--- Begin ---

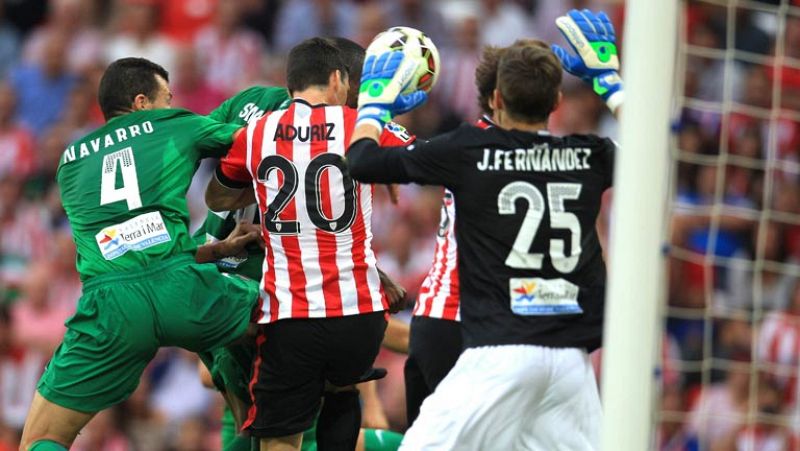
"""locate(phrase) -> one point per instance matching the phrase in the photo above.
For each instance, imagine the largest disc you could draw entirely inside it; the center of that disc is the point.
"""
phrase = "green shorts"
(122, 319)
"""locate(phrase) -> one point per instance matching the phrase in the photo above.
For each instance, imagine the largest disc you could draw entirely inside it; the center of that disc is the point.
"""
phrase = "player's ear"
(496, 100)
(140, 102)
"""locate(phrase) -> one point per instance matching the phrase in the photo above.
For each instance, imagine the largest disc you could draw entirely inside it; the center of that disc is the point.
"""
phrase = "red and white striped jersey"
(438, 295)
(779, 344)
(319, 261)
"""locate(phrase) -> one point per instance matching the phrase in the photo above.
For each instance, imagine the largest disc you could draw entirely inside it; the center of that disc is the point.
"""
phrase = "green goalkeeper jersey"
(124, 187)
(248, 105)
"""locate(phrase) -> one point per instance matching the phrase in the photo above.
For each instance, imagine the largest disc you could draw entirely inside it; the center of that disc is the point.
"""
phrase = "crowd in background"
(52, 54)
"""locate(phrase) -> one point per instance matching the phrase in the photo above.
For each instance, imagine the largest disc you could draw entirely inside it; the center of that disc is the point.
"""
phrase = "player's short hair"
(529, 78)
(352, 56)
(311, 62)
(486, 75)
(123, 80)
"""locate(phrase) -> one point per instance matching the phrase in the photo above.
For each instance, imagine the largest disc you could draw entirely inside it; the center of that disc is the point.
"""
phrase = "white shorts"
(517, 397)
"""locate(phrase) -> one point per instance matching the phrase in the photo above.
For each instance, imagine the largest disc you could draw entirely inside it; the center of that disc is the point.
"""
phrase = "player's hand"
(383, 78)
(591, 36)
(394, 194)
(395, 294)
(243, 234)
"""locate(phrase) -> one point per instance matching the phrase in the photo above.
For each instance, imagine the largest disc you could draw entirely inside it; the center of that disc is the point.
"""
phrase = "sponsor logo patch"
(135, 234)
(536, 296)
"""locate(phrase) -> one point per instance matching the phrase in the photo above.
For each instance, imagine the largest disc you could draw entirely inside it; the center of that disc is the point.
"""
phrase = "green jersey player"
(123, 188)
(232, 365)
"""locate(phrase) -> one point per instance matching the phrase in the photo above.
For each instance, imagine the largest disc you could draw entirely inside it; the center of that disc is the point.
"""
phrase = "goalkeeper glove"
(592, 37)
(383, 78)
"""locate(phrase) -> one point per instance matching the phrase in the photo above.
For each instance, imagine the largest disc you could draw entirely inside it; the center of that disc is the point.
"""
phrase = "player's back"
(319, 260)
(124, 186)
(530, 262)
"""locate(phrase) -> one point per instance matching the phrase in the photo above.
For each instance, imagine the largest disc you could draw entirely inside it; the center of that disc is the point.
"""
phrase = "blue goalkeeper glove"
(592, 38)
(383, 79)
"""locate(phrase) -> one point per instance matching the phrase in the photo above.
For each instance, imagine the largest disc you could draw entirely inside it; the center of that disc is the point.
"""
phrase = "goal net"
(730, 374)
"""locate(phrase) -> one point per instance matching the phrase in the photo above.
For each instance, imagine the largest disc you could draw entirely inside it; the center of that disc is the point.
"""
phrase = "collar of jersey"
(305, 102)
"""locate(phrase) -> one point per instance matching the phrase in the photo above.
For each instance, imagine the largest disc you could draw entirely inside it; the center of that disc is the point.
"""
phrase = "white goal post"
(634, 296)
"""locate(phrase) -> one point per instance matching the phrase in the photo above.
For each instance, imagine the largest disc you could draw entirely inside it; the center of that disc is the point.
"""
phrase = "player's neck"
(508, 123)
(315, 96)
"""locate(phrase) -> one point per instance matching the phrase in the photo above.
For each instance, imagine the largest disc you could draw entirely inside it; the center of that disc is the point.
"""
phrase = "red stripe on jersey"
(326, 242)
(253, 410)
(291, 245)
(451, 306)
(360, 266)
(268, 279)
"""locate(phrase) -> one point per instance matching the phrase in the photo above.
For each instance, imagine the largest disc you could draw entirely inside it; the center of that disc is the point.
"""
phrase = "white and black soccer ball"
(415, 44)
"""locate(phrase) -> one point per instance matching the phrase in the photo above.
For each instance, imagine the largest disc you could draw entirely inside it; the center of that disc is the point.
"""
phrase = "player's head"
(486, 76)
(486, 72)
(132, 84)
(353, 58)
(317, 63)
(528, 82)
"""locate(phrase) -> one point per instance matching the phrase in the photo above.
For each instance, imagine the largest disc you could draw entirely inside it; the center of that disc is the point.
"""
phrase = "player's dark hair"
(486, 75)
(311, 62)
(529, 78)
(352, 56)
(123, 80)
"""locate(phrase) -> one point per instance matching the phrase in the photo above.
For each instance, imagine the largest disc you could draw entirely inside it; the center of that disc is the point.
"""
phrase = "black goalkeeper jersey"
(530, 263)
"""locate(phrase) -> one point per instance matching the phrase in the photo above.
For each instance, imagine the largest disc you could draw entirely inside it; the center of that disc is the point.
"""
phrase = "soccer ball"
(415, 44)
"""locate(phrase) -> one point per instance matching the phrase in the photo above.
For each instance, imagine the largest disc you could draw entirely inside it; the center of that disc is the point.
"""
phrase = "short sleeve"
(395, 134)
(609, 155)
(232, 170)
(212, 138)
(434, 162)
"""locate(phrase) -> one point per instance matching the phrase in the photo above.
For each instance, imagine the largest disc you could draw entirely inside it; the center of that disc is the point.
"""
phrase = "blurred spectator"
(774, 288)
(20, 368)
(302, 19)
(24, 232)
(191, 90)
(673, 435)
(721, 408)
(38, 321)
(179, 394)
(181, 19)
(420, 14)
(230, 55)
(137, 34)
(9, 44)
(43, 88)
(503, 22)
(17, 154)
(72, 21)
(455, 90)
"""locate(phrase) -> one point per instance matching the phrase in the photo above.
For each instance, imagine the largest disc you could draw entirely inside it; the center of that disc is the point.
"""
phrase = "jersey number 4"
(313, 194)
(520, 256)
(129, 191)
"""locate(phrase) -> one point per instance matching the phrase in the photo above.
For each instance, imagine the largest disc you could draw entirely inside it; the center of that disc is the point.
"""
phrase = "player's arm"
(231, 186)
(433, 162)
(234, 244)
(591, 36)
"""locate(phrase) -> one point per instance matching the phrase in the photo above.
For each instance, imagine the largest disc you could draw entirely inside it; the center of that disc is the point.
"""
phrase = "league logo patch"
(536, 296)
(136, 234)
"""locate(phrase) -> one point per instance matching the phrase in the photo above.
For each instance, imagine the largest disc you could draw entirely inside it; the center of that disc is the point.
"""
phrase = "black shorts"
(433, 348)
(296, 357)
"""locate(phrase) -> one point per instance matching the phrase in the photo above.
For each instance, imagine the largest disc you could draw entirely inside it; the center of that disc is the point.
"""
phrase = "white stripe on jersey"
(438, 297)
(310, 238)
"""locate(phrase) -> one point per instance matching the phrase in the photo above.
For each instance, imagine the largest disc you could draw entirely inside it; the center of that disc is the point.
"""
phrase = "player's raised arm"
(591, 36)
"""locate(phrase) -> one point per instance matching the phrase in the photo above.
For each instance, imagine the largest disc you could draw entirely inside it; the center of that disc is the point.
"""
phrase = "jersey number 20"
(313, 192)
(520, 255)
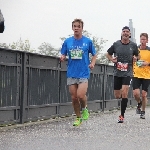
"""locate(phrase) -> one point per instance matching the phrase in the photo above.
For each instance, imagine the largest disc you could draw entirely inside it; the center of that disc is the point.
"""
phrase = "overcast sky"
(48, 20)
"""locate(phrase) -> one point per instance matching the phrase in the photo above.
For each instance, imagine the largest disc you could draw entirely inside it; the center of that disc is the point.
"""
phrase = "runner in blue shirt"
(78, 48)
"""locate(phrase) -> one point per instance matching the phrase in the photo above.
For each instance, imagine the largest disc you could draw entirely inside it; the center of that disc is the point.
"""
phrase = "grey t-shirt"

--- End ---
--- Begin ---

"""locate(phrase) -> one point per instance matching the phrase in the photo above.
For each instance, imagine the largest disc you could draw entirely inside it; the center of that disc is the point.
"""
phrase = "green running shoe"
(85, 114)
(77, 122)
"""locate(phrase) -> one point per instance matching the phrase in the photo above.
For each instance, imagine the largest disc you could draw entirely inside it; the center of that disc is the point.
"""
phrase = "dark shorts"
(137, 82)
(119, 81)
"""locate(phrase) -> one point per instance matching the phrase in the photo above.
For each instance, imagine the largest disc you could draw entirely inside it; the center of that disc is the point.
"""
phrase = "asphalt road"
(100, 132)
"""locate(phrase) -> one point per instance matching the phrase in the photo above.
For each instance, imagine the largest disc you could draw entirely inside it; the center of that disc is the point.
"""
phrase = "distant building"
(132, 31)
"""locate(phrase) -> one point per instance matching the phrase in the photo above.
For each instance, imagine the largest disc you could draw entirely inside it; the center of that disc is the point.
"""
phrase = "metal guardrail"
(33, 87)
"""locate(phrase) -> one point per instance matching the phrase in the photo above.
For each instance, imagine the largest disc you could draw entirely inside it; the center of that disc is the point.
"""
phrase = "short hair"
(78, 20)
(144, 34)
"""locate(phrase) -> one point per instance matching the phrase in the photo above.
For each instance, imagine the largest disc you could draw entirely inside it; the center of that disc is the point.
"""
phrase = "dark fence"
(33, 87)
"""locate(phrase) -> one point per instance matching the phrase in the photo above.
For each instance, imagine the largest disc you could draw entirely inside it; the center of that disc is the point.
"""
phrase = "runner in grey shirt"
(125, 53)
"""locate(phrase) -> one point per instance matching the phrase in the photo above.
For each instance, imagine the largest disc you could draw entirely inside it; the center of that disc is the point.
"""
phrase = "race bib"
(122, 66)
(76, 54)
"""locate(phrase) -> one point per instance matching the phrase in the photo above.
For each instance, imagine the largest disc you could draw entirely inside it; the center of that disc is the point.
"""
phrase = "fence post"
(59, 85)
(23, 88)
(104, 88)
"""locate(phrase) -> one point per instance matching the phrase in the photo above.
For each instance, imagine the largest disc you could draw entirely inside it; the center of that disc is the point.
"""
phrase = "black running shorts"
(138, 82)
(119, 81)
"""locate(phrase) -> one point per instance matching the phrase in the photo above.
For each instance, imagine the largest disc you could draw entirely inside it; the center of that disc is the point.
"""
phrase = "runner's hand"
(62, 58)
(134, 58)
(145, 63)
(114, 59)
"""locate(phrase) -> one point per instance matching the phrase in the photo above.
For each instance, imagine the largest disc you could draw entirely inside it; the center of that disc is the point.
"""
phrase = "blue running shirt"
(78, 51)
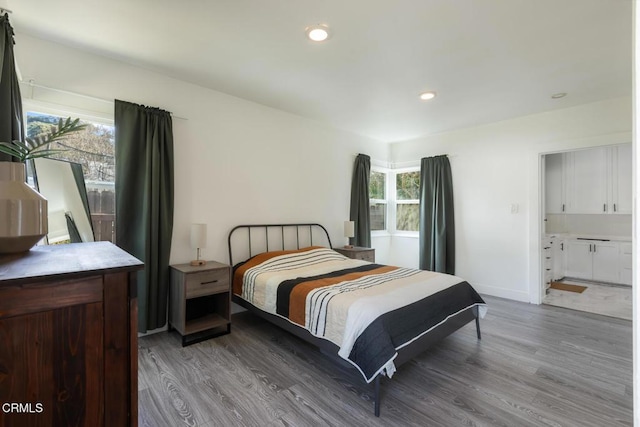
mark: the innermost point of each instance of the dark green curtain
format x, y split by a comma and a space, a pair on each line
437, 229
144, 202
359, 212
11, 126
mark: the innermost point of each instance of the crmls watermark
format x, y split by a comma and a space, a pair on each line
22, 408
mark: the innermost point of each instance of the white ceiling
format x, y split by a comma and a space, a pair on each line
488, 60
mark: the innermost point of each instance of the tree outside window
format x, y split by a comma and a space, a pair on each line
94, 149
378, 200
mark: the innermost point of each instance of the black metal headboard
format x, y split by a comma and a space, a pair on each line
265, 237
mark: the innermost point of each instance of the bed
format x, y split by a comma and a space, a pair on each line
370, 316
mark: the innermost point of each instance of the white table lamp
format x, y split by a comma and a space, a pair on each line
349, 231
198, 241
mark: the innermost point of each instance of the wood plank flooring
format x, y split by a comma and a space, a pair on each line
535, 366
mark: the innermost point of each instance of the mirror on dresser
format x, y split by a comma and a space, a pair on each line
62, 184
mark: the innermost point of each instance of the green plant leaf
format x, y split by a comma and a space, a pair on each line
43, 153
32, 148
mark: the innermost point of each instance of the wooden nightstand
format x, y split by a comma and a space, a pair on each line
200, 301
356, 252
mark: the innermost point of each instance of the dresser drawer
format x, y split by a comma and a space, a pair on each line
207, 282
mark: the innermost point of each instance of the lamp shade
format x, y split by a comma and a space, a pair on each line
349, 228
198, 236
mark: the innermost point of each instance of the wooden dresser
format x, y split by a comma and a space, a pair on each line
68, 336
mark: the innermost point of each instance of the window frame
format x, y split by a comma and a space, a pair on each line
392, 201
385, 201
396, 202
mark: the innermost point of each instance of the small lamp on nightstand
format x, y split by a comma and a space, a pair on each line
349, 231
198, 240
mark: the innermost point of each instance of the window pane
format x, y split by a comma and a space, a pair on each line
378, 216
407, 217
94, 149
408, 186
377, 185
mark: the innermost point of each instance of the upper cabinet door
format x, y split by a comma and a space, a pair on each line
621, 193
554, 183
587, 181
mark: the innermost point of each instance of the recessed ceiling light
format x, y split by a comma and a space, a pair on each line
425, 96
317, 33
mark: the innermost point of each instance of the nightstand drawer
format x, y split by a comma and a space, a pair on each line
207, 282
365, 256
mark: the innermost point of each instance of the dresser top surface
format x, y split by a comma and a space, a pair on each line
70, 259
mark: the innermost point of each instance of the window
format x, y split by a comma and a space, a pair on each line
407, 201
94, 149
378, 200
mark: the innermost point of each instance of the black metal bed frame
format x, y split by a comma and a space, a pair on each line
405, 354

--- End ---

EXERCISE OBJECTIVE:
Collect every line of the records that contains the word "ceiling" and copy each one out in full.

ANSWER TO THIS TASK:
mark: the innermost point of each instance of the white ceiling
mark: the innermost point of each instance of the recessed ceiling light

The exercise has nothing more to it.